** 作業内容 **
ミナミの夜の街についての記事から、「大阪の「夜の街」を代表する繁」を含む語句で始まり「100人近い従業員を抱える。」の後で終わる部分を、一字も変えずに書き写してください。

** 抜粋本文 **
▶

「何でここだけ…」「震源地」と呼ばれた街ミナミ
看板に光がともる師走の街。まだ午後9時なのに、終電後のように人影は少ない。路上で退屈そうにたばこをくゆらす客引きの脇を、時折「空車」のタクシーが通り過ぎる。
大阪の「夜の街」を代表する繁華街・ミナミ(大阪市中央区)はこの冬、新型コロナウイルス感染拡大による3度目の休業、時短営業要請のただ中にある。
「まるでばい菌扱いですね」
藤本暢子(ようこ)さん(49)は、マウスシールド越しにため息をついた。高校卒業後、大手化粧品会社に就職。23歳で結婚し、長女を出産した。30歳での離婚を機にミナミのクラブで働き始め、13年前に独立してクラブ「藤本」を開業。現在ラウンジ、スナックと合わせ三つの店を経営し、男性スタッフを含め100人近い従業員を抱える。

◀

** データ項目 **
▶

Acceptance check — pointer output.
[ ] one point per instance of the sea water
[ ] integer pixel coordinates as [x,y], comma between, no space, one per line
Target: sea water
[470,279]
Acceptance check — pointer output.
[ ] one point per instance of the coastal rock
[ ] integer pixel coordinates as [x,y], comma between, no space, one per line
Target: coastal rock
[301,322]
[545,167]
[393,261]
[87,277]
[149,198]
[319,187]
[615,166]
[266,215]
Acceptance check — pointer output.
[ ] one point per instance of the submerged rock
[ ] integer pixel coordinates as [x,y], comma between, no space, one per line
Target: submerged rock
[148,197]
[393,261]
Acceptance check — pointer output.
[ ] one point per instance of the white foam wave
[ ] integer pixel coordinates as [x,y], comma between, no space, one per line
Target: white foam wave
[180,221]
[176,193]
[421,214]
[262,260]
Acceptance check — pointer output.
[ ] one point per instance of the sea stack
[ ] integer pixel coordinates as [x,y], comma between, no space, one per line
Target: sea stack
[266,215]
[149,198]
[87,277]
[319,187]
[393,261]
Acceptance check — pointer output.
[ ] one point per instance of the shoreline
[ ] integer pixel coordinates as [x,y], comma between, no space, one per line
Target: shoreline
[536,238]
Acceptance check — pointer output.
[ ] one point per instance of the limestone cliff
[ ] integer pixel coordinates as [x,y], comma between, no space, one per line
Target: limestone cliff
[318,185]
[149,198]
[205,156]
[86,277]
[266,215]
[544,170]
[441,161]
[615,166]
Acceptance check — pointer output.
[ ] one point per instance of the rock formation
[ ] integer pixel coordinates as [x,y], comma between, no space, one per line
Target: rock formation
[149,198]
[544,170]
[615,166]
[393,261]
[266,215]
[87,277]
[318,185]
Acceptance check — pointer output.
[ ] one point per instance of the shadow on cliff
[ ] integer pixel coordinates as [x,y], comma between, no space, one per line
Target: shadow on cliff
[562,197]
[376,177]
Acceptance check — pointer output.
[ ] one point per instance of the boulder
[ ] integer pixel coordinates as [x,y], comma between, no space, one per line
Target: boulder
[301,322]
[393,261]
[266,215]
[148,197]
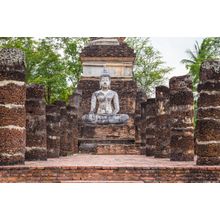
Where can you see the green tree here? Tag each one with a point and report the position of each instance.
(208, 50)
(149, 69)
(52, 62)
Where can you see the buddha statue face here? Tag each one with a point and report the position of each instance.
(105, 82)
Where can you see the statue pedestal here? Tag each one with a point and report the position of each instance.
(108, 139)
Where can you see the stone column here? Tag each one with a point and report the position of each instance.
(63, 127)
(208, 124)
(163, 123)
(36, 134)
(53, 131)
(181, 116)
(70, 128)
(143, 128)
(141, 98)
(12, 107)
(150, 120)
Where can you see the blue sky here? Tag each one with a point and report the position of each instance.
(173, 51)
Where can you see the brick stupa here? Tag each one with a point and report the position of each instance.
(118, 58)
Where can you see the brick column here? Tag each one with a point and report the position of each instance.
(70, 136)
(63, 127)
(75, 100)
(163, 123)
(36, 134)
(141, 98)
(12, 107)
(53, 131)
(208, 124)
(181, 115)
(143, 128)
(150, 120)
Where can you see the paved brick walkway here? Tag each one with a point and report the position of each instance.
(108, 161)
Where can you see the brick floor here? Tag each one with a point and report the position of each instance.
(108, 161)
(109, 168)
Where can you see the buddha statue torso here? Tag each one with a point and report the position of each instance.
(108, 105)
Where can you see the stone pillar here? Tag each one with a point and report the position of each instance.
(63, 127)
(70, 137)
(150, 132)
(208, 124)
(36, 133)
(53, 131)
(12, 107)
(143, 128)
(181, 116)
(163, 123)
(139, 122)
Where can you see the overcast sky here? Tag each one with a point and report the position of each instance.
(173, 50)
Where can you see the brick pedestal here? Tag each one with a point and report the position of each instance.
(12, 107)
(36, 134)
(150, 131)
(181, 115)
(163, 123)
(53, 131)
(108, 139)
(208, 124)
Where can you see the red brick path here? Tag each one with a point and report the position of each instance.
(109, 168)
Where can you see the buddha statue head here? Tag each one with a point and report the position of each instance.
(105, 80)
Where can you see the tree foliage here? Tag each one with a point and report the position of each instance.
(52, 62)
(208, 50)
(149, 69)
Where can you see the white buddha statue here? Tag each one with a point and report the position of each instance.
(108, 105)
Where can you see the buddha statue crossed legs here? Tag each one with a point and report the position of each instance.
(108, 105)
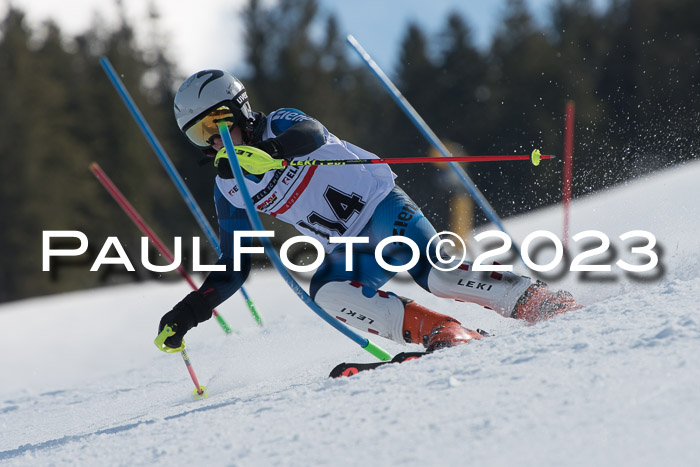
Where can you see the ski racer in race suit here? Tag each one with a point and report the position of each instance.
(324, 202)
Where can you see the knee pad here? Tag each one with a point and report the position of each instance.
(498, 291)
(364, 308)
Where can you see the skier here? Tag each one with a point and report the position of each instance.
(324, 202)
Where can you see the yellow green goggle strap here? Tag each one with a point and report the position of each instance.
(253, 160)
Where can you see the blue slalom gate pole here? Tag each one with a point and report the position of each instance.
(169, 168)
(427, 132)
(363, 342)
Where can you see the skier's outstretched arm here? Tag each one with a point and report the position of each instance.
(295, 135)
(197, 306)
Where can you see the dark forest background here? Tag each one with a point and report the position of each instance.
(632, 69)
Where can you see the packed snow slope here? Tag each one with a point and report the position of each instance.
(615, 383)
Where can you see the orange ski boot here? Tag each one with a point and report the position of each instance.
(433, 330)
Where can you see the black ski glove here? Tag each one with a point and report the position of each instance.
(192, 310)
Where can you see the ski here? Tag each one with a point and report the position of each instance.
(349, 369)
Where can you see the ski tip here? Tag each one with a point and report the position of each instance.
(200, 393)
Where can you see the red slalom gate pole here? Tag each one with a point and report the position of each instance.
(568, 162)
(138, 220)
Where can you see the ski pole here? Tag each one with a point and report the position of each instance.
(200, 392)
(143, 226)
(257, 162)
(428, 133)
(254, 219)
(170, 169)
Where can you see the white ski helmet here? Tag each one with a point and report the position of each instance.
(206, 98)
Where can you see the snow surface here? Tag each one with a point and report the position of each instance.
(613, 384)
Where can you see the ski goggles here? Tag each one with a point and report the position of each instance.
(206, 128)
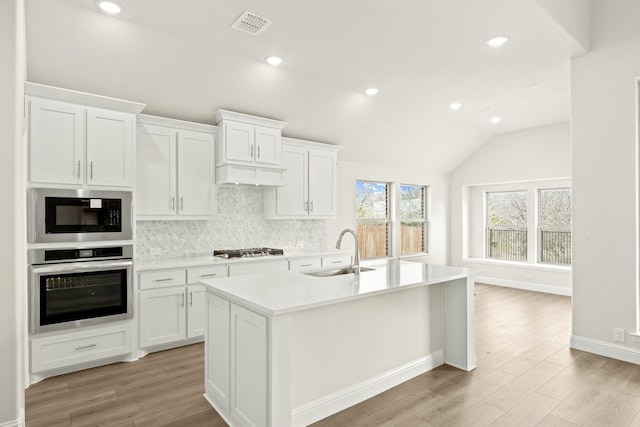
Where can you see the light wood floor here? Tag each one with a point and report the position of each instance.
(526, 376)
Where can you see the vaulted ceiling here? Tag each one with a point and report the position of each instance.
(183, 59)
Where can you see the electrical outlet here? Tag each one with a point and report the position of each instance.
(619, 334)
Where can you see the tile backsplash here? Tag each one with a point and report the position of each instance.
(238, 224)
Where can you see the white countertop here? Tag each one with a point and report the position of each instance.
(277, 293)
(200, 261)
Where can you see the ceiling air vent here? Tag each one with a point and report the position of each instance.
(251, 23)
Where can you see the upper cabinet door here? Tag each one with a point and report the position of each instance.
(196, 173)
(156, 170)
(268, 142)
(322, 183)
(56, 141)
(239, 142)
(109, 148)
(291, 199)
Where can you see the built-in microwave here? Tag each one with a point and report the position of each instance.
(58, 215)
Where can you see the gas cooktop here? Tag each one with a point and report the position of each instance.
(247, 253)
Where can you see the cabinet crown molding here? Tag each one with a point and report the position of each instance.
(83, 98)
(246, 118)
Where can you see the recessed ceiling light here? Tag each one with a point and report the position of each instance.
(110, 7)
(274, 60)
(497, 41)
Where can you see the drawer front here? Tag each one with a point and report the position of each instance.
(162, 278)
(336, 261)
(258, 267)
(195, 274)
(305, 264)
(64, 350)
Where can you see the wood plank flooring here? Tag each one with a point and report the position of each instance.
(526, 376)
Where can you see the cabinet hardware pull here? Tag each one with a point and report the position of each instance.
(84, 347)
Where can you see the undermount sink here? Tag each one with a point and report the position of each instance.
(339, 272)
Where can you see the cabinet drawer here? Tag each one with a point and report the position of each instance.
(162, 278)
(336, 260)
(64, 350)
(195, 274)
(305, 264)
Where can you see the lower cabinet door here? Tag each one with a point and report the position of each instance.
(196, 311)
(162, 314)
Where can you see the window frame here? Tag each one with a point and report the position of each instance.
(474, 243)
(424, 219)
(539, 226)
(488, 227)
(394, 222)
(387, 220)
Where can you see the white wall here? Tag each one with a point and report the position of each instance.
(350, 172)
(604, 151)
(530, 155)
(12, 76)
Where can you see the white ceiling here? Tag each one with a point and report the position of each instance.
(183, 59)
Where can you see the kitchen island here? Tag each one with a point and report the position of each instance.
(288, 349)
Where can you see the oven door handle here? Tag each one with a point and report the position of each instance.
(82, 266)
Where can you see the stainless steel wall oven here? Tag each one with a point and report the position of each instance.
(59, 215)
(72, 287)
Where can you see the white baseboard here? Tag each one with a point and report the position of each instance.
(14, 423)
(607, 349)
(336, 402)
(528, 286)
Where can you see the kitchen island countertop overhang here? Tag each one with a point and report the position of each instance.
(278, 293)
(288, 349)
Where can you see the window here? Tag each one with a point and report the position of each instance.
(372, 218)
(413, 219)
(554, 226)
(507, 225)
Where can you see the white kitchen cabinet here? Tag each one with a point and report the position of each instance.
(163, 316)
(310, 182)
(55, 353)
(249, 149)
(172, 309)
(175, 169)
(79, 145)
(236, 376)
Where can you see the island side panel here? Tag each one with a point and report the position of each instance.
(342, 351)
(459, 317)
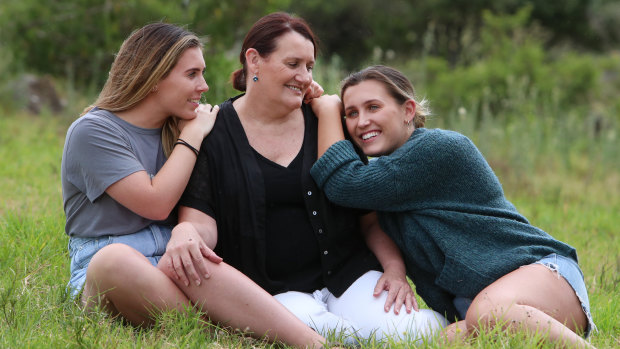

◀

** 作業結果 **
大阪の「夜の街」を代表する繁華街・ミナミ(大阪市中央区)はこの冬、新型コロナウイルス感染拡大による3度目の休業、時短営業要請のただ中にある。
「まるでばい菌扱いですね」
藤本暢子(ようこ)さん(49)は、マウスシールド越しにため息をついた。高校卒業後、大手化粧品会社に就職。23歳で結婚し、長女を出産した。30歳での離婚を機にミナミのクラブで働き始め、13年前に独立してクラブ「藤本」を開業。現在ラウンジ、スナックと合わせ三つの店を経営し、男性スタッフを含め100人近い従業員を抱える。